*Written instruction:* Which lines in the listing below contain the string "pier"? List each of them in full, treating uppercase and lowercase as different.

*Listed records:*
-- START --
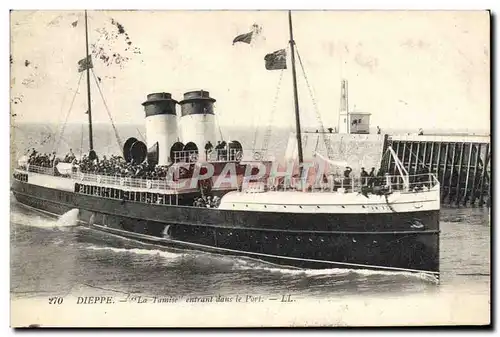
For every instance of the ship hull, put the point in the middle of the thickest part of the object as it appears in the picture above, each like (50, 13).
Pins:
(383, 241)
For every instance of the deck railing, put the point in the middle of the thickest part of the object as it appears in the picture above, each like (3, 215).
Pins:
(388, 183)
(160, 184)
(220, 155)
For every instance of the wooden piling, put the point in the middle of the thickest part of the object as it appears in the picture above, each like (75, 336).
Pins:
(424, 156)
(474, 180)
(445, 168)
(466, 190)
(410, 157)
(460, 176)
(438, 170)
(417, 159)
(397, 153)
(483, 175)
(404, 155)
(452, 167)
(431, 159)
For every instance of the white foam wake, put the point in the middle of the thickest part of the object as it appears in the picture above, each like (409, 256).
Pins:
(338, 272)
(139, 251)
(68, 219)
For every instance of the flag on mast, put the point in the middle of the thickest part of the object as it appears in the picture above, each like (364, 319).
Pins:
(276, 60)
(245, 38)
(85, 63)
(248, 37)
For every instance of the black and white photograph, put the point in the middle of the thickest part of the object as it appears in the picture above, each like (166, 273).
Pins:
(250, 168)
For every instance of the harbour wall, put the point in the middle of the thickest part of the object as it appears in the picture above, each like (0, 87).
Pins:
(462, 163)
(355, 151)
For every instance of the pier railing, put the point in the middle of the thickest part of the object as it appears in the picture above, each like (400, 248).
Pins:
(387, 183)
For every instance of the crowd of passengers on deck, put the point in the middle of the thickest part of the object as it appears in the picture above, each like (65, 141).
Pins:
(114, 193)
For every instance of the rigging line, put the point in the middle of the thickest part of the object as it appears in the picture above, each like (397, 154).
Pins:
(318, 117)
(267, 135)
(273, 109)
(67, 114)
(81, 144)
(107, 110)
(54, 133)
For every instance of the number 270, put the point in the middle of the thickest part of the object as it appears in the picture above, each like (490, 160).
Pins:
(56, 300)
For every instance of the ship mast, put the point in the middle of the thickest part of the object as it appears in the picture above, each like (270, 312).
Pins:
(295, 95)
(88, 63)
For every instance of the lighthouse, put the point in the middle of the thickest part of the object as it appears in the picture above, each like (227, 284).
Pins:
(197, 120)
(161, 124)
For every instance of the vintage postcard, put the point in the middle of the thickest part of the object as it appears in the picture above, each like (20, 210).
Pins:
(249, 168)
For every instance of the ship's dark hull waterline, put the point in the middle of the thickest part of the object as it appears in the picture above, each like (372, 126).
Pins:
(317, 241)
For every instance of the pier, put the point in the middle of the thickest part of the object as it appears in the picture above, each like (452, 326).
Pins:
(461, 163)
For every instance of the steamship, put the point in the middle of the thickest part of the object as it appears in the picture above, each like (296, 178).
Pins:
(393, 226)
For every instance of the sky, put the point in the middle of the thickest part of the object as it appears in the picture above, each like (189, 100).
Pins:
(408, 69)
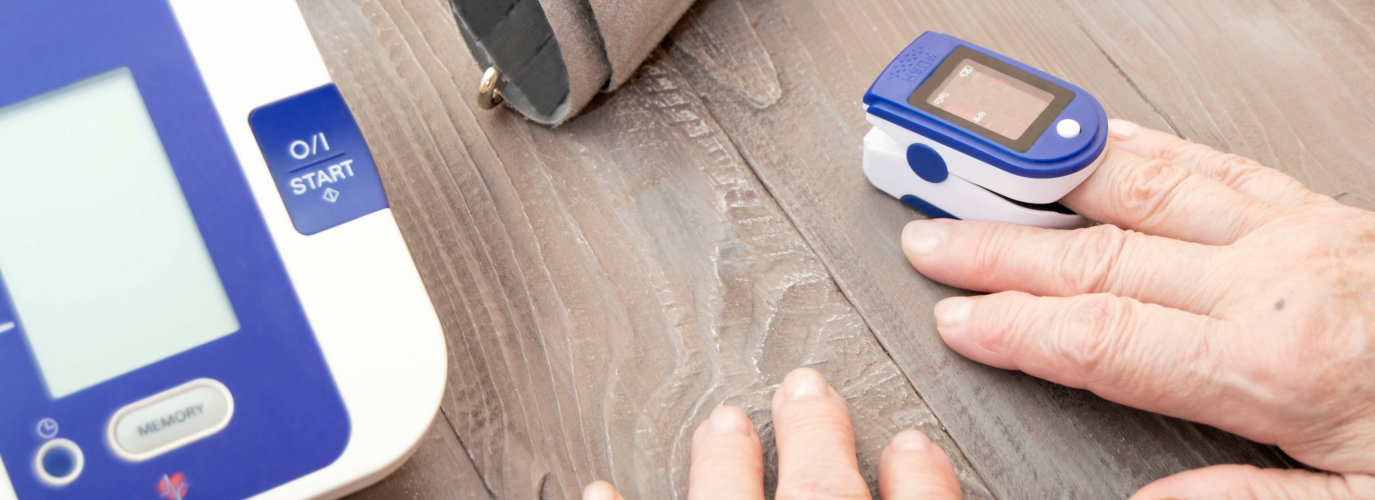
-- END --
*Correct output:*
For every instance of the pier railing, put the point in the middle of the thickest part of the object as it appears in the picture above, each like (400, 248).
For every instance of the pier, put the point in the middle of the thickest part of the object as it appears in the picture above, each like (452, 326).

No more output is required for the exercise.